What the exercise asks:
Retype the data exactly, leaving nothing out.

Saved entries
= = = =

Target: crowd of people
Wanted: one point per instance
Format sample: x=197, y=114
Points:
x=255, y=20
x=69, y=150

= = = =

Your solution:
Target: crowd of people
Wanted: one point per instance
Format sample: x=197, y=114
Points:
x=255, y=20
x=69, y=150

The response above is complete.